■ EXERCISE INSTRUCTIONS
Reproduce the data below word for word, leaving out the pictures.

----

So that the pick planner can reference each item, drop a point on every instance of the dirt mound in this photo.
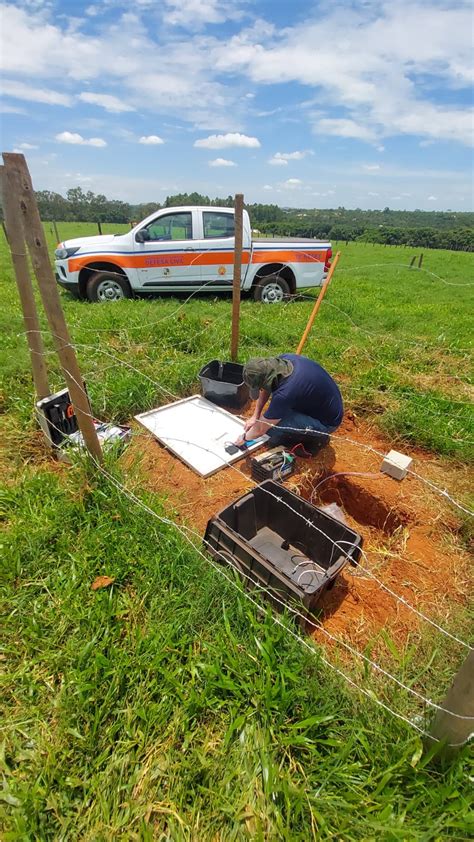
(411, 540)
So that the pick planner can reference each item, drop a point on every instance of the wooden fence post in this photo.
(238, 223)
(318, 304)
(451, 730)
(24, 196)
(14, 233)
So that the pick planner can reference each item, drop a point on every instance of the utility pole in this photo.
(238, 229)
(318, 303)
(447, 727)
(19, 178)
(15, 239)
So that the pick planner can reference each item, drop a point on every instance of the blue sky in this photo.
(362, 104)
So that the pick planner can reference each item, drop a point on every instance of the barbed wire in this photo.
(354, 442)
(183, 529)
(366, 570)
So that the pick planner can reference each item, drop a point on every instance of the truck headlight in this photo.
(63, 253)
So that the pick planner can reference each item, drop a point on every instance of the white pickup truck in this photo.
(186, 249)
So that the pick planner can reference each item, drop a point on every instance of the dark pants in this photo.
(297, 427)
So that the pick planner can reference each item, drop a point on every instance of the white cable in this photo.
(183, 529)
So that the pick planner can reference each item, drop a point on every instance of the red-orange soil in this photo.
(410, 533)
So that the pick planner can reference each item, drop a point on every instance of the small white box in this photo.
(396, 464)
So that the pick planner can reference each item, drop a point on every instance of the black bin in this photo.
(223, 384)
(282, 543)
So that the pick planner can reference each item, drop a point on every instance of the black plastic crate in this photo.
(223, 384)
(287, 546)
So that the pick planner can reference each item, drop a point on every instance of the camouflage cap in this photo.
(260, 372)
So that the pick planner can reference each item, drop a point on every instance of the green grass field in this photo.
(167, 706)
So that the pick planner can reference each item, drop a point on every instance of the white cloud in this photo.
(344, 128)
(292, 183)
(374, 77)
(21, 90)
(78, 140)
(224, 141)
(107, 101)
(222, 162)
(196, 13)
(11, 109)
(280, 159)
(151, 140)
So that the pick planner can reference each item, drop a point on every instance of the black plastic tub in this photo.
(223, 384)
(283, 544)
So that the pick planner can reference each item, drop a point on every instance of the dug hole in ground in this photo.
(412, 535)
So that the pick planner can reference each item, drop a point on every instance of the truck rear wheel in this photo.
(271, 290)
(108, 286)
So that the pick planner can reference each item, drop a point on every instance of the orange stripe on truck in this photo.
(194, 258)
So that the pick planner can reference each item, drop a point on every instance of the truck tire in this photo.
(108, 286)
(271, 290)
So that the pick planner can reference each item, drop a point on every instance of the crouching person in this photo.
(305, 402)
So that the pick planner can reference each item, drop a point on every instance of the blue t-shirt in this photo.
(308, 389)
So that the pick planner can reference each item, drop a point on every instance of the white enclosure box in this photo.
(396, 464)
(198, 432)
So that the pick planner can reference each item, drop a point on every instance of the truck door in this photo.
(216, 244)
(167, 259)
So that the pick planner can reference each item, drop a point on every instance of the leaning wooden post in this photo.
(238, 222)
(15, 238)
(15, 165)
(452, 731)
(318, 304)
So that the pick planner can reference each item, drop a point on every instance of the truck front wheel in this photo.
(108, 286)
(271, 290)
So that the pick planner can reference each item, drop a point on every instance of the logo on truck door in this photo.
(168, 260)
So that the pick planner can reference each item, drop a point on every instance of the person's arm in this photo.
(259, 428)
(261, 401)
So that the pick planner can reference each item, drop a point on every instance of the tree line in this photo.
(429, 229)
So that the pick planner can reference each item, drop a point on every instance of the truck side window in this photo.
(217, 224)
(173, 226)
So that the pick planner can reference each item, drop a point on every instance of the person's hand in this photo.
(249, 423)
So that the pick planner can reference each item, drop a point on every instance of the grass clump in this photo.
(165, 706)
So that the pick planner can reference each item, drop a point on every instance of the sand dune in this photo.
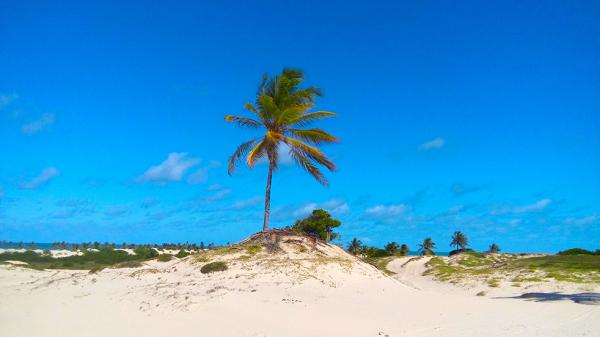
(301, 290)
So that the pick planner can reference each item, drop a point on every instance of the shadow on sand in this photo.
(582, 298)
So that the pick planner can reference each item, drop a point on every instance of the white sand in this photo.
(290, 294)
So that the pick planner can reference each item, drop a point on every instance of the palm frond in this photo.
(310, 152)
(308, 166)
(243, 121)
(314, 136)
(239, 153)
(257, 152)
(308, 118)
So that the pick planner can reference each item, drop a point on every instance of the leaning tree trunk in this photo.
(268, 198)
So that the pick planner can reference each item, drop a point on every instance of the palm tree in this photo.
(404, 250)
(392, 248)
(459, 239)
(355, 246)
(494, 248)
(426, 248)
(282, 109)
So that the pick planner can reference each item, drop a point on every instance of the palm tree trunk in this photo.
(268, 198)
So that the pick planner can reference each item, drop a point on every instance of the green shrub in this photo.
(181, 254)
(129, 264)
(145, 252)
(164, 257)
(213, 267)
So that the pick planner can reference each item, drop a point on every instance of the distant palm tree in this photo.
(494, 248)
(404, 250)
(355, 246)
(282, 109)
(427, 247)
(392, 248)
(459, 239)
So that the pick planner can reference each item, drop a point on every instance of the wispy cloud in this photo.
(115, 211)
(43, 178)
(219, 195)
(245, 203)
(7, 98)
(150, 202)
(386, 212)
(536, 207)
(38, 125)
(334, 206)
(172, 169)
(436, 143)
(583, 221)
(198, 177)
(459, 189)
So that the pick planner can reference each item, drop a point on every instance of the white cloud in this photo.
(219, 195)
(172, 169)
(45, 176)
(456, 209)
(386, 212)
(248, 202)
(536, 207)
(583, 221)
(38, 125)
(436, 143)
(334, 206)
(198, 177)
(7, 99)
(115, 211)
(214, 187)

----

■ TASK RESPONSE
So that the pick planner can reference each item, drop a point on every instance of the dirt mound in this photo.
(411, 540)
So that the pick planner can reference each item, drop a point on every instance of the wooden fence post in this photo.
(238, 223)
(318, 304)
(451, 730)
(24, 196)
(14, 233)
So that the pick planner can reference each item, drop a point on every instance of the utility pole in this photo.
(238, 229)
(318, 303)
(447, 727)
(19, 178)
(15, 239)
So that the pick planner can reference each item, drop a point on every instance of the blue sky in this photo.
(362, 104)
So that the pick planner can reference each item, drop a point on every instance of the barbed wire in this photo.
(354, 442)
(183, 529)
(366, 570)
So that the pick planner can reference each item, drop a point on every instance of the truck headlight in this photo.
(63, 253)
So that the pick planner can reference each item, drop a point on every instance of the white pickup truck in this photo.
(186, 249)
So that the pick planner can reference each item, drop a point on every instance of the dark pants in this photo.
(297, 427)
So that the pick planner can reference each item, drop a point on every instance of the white cable in this photo.
(183, 529)
So that the pick planner can reference each item, drop a point on every instance of the red-orange soil in this photo.
(410, 533)
So that the pick planner can reference each item, drop a point on every instance of the small white box in this photo.
(396, 464)
So that the pick planner can reference each item, drop a point on every instance of the black bin in this photo.
(223, 384)
(282, 543)
So that the pick planner can reference each item, drop a point on every instance of the black plastic crate in this photo.
(223, 384)
(287, 546)
So that the pick planner can reference each item, drop a point on every instance of the camouflage cap in this photo.
(260, 372)
So that the pick planner can reference each item, drop a point on every instance of the green grass field in this photo.
(167, 706)
So that the pick planner can reference each item, drop a point on every instance of the white cloud in this photo.
(344, 128)
(292, 183)
(374, 77)
(21, 90)
(78, 140)
(224, 141)
(107, 101)
(222, 162)
(196, 13)
(11, 109)
(280, 159)
(151, 140)
So that the pick planner can reference each item, drop a point on every instance of the black plastic tub in this photo.
(223, 384)
(283, 544)
So that the pick planner can reference each item, drop a point on every instance of the dug hole in ground in this photo.
(412, 535)
So that the pick planner can reference each item, drop a point on every instance of the truck rear wheel in this photo.
(271, 290)
(108, 286)
So that the pick planner can reference each item, drop a point on every instance of the orange stripe on truck in this photo.
(194, 258)
So that the pick planner can reference each item, drop a point on every instance of the truck tire in this photo.
(108, 286)
(271, 290)
So that the pick planner can reference each item, drop a point on every instance of the crouching person in this photo.
(305, 402)
So that the pick planner can reference each item, drop a point on every instance of the blue t-shirt in this photo.
(308, 389)
So that the pick planner can reference each item, drop a point on every instance of the white enclosure box in this photo.
(396, 464)
(198, 432)
So that the pick planner can reference each item, drop a point on every instance of the truck door in this photo.
(216, 244)
(167, 259)
So that the pick planner can reference each item, drop a point on every instance of the leaning wooden post in this photo.
(238, 222)
(15, 238)
(15, 165)
(452, 731)
(318, 304)
So that the pick planner can reference each item, drop a point on every instance of the truck front wheel in this photo.
(108, 286)
(271, 290)
So that the pick planner can reference each item, drop a point on every instance of the logo on truck door in this photo.
(168, 260)
So that the pick planner can reference each item, drop a point on every instance of the person's arm in this photo.
(259, 428)
(261, 401)
So that the pick planner can reference each item, drop a point on every instance of the tree line in this photo.
(429, 229)
So that the pick planner can reference each item, drop a point on every instance of the truck side window in this photo.
(217, 224)
(173, 226)
So that the pick planner can reference each item, drop a point on every instance of the person's hand in this photo.
(249, 423)
So that the pick planner can reference each item, drop a point on every instance of the grass clump in this photo.
(165, 706)
So that the pick planner can reference each item, drop a point on every instance of the sand dune in this photo.
(301, 290)
So that the pick planner can reference each item, drop a point on every instance of the shadow on sand in this photo.
(582, 298)
So that the pick planner can reference each item, drop a point on every instance of the white sand in this photo.
(290, 294)
So that the pick planner can reference each item, drop a point on every instance of the palm frond in this photo.
(310, 152)
(308, 166)
(243, 121)
(314, 136)
(239, 153)
(257, 152)
(308, 118)
So that the pick planner can reference each item, drop a point on every instance of the leaning tree trunk in this photo.
(268, 198)
So that the pick planner can reference each item, drop a point on every instance of the palm tree in this photo.
(404, 250)
(392, 248)
(459, 239)
(355, 246)
(494, 248)
(426, 248)
(282, 109)
So that the pick planner can reference each item, drop a point on every instance of the palm tree trunk in this photo.
(268, 198)
So that the pick planner can reference each item, drop a point on every instance of the green shrub in this photo.
(181, 254)
(129, 264)
(145, 252)
(164, 257)
(213, 267)
So that the pick planner can reference each item, drop a point on every instance of the distant palm tree in this photo.
(494, 248)
(404, 250)
(355, 246)
(282, 109)
(427, 247)
(392, 248)
(459, 239)
So that the pick planner can reference each item, drop a point on every instance of the wispy cloud in this photo.
(115, 211)
(43, 178)
(219, 195)
(245, 203)
(7, 98)
(150, 202)
(386, 212)
(536, 207)
(38, 125)
(334, 206)
(172, 169)
(436, 143)
(583, 221)
(198, 177)
(459, 189)
So that the pick planner can reference each item, drop a point on every instance of the white cloud in this photo.
(219, 195)
(172, 169)
(45, 176)
(456, 209)
(386, 212)
(248, 202)
(536, 207)
(583, 221)
(38, 125)
(436, 143)
(334, 206)
(198, 177)
(7, 99)
(115, 211)
(214, 187)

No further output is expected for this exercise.